** BEGIN **

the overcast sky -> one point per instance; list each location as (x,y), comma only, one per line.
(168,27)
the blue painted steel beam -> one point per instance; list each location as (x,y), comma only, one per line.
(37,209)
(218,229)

** END **

■ Stated exercise: Present the entries above as a two-column CSV with the header row text,answer, one row per entry. Put each entry's text and its answer in separate quoted fields, with line breaks replaced by spaces.

■ Result of this task:
text,answer
"the overcast sky -> one point per instance; list each location as (x,y), comma only, one per line.","(168,27)"
"the blue painted steel beam -> one point per instance; list each location as (x,y), comma only, one per line.","(37,209) (218,229)"